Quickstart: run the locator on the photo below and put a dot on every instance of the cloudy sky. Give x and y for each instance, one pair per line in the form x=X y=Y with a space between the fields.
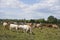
x=29 y=9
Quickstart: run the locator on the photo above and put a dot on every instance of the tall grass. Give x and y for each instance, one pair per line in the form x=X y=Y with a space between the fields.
x=38 y=34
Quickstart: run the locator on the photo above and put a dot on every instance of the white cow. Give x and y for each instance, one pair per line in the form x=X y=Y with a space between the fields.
x=25 y=27
x=5 y=24
x=13 y=26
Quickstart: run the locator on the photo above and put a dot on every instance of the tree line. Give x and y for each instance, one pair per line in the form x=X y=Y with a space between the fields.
x=50 y=19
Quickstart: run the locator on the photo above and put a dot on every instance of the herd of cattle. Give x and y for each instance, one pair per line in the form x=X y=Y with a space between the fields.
x=28 y=26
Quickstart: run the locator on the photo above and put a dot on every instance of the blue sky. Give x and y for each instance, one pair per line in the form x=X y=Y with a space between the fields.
x=29 y=9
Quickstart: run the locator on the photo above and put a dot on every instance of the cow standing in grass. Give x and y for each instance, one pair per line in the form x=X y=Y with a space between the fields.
x=5 y=24
x=13 y=26
x=25 y=28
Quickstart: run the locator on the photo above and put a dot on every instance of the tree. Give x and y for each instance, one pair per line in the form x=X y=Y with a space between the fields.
x=52 y=19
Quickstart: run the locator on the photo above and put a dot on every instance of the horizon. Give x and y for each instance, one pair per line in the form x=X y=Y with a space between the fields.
x=29 y=9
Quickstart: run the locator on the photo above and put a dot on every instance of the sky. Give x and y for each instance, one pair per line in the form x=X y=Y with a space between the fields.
x=29 y=9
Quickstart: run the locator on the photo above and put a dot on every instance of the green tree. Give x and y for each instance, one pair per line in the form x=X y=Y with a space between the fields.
x=52 y=19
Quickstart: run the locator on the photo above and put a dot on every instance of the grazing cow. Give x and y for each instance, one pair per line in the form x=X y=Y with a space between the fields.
x=55 y=26
x=5 y=24
x=25 y=28
x=13 y=26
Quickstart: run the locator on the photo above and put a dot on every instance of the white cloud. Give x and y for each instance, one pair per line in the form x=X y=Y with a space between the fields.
x=50 y=4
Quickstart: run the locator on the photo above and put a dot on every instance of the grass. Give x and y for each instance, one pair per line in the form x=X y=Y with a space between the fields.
x=44 y=34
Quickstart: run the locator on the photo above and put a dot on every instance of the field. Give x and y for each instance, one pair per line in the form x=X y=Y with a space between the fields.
x=38 y=34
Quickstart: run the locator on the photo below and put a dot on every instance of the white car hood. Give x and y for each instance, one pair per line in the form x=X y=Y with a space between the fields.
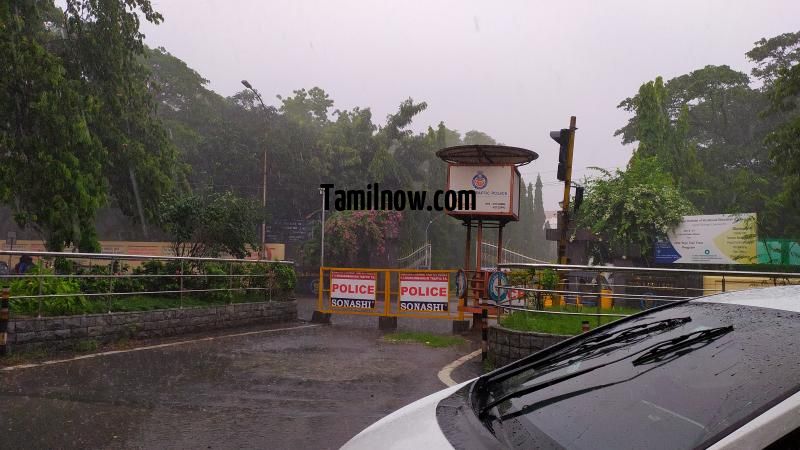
x=413 y=426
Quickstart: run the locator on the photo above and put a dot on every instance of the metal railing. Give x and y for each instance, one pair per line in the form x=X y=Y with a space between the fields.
x=610 y=291
x=76 y=281
x=489 y=256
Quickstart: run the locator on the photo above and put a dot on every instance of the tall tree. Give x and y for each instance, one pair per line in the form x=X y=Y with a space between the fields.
x=631 y=208
x=542 y=247
x=76 y=110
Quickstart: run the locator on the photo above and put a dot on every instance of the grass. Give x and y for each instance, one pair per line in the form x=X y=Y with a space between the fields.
x=429 y=339
x=560 y=324
x=96 y=305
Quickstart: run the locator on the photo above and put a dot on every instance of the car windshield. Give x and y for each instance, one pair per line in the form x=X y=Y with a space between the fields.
x=648 y=394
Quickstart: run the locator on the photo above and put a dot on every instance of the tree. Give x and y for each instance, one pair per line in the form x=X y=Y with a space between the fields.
x=543 y=249
x=209 y=224
x=476 y=137
x=778 y=65
x=630 y=209
x=351 y=236
x=76 y=109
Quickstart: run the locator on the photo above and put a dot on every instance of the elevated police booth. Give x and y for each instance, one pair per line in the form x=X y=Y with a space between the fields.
x=492 y=171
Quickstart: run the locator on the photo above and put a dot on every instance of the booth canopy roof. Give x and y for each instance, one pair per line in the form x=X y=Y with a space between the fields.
x=487 y=154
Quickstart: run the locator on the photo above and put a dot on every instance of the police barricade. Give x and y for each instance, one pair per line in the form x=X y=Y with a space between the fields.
x=416 y=293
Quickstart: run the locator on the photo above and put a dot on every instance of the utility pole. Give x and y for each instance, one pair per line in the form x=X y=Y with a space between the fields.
x=262 y=253
x=322 y=244
x=566 y=140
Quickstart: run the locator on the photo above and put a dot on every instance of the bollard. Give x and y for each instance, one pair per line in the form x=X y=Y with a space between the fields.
x=484 y=333
x=4 y=322
x=39 y=299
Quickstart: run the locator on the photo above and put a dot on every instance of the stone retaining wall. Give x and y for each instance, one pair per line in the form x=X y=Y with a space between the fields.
x=506 y=346
x=68 y=331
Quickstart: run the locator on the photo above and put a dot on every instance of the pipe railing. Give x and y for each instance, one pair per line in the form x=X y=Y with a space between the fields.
x=580 y=289
x=188 y=277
---
Can you transcribe, character for character, the stretch of the material that opens with the line containing "of the utility" and closes with the line containing "x=566 y=140", including both of those lines?

§ Solution:
Quickstart: run the locator on the photo above and put a dot on every instance of the utility pole. Give x and y for each instance, one pair per line in the form x=X y=Y with a space between the fields.
x=262 y=253
x=322 y=244
x=566 y=140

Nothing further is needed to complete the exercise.